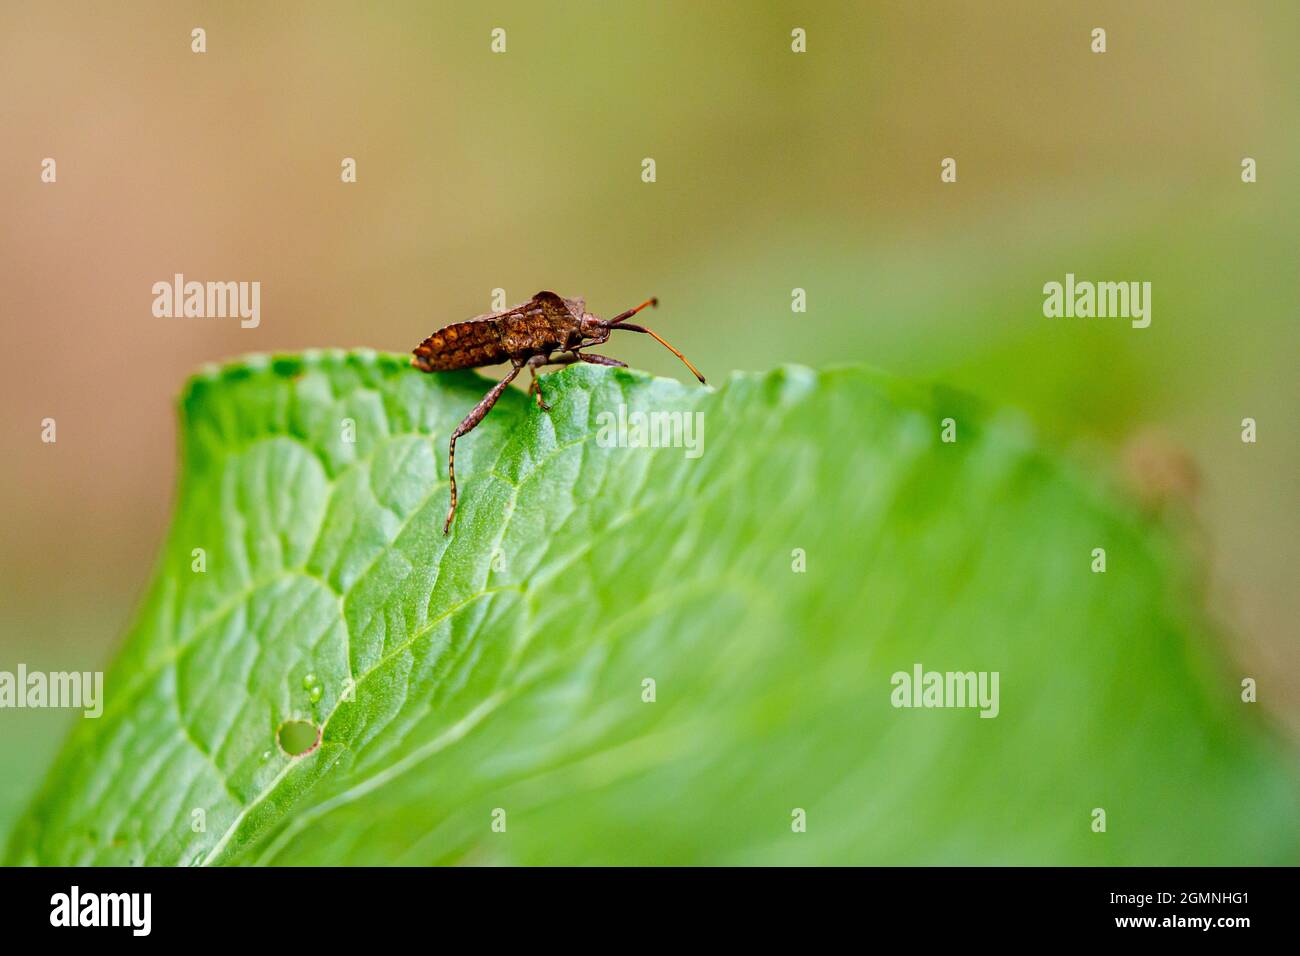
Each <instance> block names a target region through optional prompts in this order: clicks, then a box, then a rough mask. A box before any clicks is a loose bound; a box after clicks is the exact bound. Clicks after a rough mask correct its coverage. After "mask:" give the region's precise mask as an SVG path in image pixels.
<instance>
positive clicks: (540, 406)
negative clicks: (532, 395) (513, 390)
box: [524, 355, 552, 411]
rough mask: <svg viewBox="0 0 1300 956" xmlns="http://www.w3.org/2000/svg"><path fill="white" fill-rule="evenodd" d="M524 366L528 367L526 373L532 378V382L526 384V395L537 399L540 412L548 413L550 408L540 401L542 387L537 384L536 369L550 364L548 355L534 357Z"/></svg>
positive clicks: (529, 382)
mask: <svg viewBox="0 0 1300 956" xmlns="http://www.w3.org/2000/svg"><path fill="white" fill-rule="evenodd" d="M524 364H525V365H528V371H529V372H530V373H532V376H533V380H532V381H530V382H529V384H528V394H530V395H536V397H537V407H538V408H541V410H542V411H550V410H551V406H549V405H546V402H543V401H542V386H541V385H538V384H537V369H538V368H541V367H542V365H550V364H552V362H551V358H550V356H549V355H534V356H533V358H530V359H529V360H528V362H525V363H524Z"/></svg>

===

The material above is to be output exactly, with each picture left out.

Each <instance> block names a target region through optional prompts in this order: clicks, then a box, then a rough mask. A box before any clicks is a loose bound; a box after clicks is the exact bound. Clicks after a rough mask correct its coverage. After "mask:" give the region's precise mask as an SVG path in image pixels.
<instance>
positive clicks: (540, 406)
negative clicks: (532, 395) (513, 390)
box: [524, 355, 552, 411]
rough mask: <svg viewBox="0 0 1300 956" xmlns="http://www.w3.org/2000/svg"><path fill="white" fill-rule="evenodd" d="M524 366L528 367L526 373L532 378V382L526 384V395L537 399L540 412L548 413L550 408L540 401L542 387L537 384L536 369L550 364L548 355L534 357Z"/></svg>
positive clicks: (529, 382)
mask: <svg viewBox="0 0 1300 956" xmlns="http://www.w3.org/2000/svg"><path fill="white" fill-rule="evenodd" d="M524 364H525V365H528V371H529V372H530V373H532V376H533V380H532V381H530V382H529V384H528V394H530V395H536V397H537V407H538V408H541V410H542V411H550V410H551V406H549V405H546V402H543V401H542V386H541V385H538V384H537V369H538V368H541V367H542V365H550V364H552V362H551V358H550V356H549V355H534V356H533V358H530V359H529V360H528V362H525V363H524Z"/></svg>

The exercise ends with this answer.